▶ _GIVEN INSTRUCTION_
Reproduce every entry exactly, without alteration.

Collected data entries:
▼▼▼

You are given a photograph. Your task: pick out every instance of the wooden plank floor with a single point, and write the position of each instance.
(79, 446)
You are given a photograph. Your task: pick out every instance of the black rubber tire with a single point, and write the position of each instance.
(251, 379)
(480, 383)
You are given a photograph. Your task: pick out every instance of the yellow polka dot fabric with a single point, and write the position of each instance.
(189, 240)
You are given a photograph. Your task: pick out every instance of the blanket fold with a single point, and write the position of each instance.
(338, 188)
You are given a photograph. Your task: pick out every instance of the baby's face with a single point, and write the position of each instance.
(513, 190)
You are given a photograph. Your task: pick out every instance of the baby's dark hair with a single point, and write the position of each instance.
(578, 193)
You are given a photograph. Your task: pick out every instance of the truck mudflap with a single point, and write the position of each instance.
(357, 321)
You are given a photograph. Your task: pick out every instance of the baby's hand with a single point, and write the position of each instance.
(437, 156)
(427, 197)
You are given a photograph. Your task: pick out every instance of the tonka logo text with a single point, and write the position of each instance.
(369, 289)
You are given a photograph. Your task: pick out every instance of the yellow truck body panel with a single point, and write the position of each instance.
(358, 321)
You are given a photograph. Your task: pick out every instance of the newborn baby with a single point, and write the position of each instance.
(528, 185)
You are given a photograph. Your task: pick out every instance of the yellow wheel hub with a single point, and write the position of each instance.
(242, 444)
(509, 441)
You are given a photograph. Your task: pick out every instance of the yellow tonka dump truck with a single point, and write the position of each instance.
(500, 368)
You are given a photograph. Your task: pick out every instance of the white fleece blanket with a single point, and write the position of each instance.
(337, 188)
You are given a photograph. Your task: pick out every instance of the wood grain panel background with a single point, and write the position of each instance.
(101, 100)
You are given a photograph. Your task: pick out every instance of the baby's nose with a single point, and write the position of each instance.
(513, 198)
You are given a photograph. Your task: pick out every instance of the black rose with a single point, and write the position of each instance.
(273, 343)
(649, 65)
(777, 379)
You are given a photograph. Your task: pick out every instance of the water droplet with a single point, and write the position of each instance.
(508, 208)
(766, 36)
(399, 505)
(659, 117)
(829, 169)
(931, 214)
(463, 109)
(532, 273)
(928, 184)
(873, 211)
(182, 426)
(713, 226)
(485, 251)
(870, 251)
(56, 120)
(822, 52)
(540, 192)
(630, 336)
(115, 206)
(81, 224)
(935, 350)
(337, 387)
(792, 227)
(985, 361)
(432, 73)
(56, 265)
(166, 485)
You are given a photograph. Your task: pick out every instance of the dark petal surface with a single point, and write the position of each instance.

▲▲▲

▶ _RESPONSE BELOW_
You are given a photograph. Your task: pick out every instance of the wooden plank floor with a single point, and write the position of each instance.
(79, 446)
You are given a photograph. Your task: pick out every instance of the black rubber tire with a single point, and write the position of each instance.
(251, 379)
(480, 383)
You are given a photograph. Your task: pick out every instance of the yellow polka dot fabric with a single point, and write the position of each instance.
(189, 240)
You are given a photograph. Your task: pick out every instance of the blanket fold with a single point, and write the position of each instance.
(338, 188)
You are given a photograph. Your task: pick out every instance of the baby's face with a single point, and write the position of each instance.
(513, 190)
You are given a photograph. Your task: pick out every instance of the baby's dark hair with a single point, and write the position of each instance.
(578, 193)
You are given a photograph. Your task: pick out every instance of the truck mudflap with a single point, and write the position of each instance.
(357, 321)
You are given a photograph. Your task: pick out every instance of the baby's hand with a single point, and write the position of each instance.
(437, 156)
(427, 197)
You are given a photograph. Your task: pick out every instance of the tonka logo text with a single point, and write the position of each instance.
(369, 289)
You are given a photograph. Your task: pick out every instance of the yellow truck body panel with a single point, and write the position of each instance.
(358, 321)
You are given a photograph. Your task: pick out every instance of the newborn baby with a single point, and write the position of each instance.
(528, 185)
You are given a photograph. Your task: pick out every instance of the yellow wheel hub with a single point, and write the position of each instance.
(242, 444)
(509, 441)
You are given a photograph. Your task: pick out every instance of the yellow tonka dump truck with a single point, and write the position of each instance.
(500, 368)
You are given a photograph. Your task: pick out every instance of the white fleece blanket with a single point, and write the position of each instance.
(337, 188)
You are given a photograph. Your task: pick out every instance of the wood grain panel background with a single point, and write the position of each instance.
(101, 100)
You are given a photograph. Your task: pick out every instance of the baby's nose with a single point, and write the position of each instance.
(513, 198)
You are given a photograph. Your task: pick out every instance of the black rose with a single point, and write the position of each instance.
(273, 343)
(649, 65)
(777, 379)
You are given a photograph. Your task: pick out every instance of the water droplet with a single point, and write the position of each instance.
(508, 208)
(766, 36)
(399, 505)
(659, 117)
(829, 169)
(931, 214)
(463, 109)
(532, 273)
(928, 184)
(873, 211)
(182, 426)
(713, 226)
(485, 251)
(870, 251)
(56, 120)
(822, 52)
(540, 192)
(630, 336)
(115, 206)
(81, 224)
(935, 350)
(337, 387)
(792, 227)
(985, 361)
(432, 73)
(56, 265)
(166, 485)
You are given a photograph. Your task: pick out every instance of the dark petal surface with a single point, and write the position of each instance.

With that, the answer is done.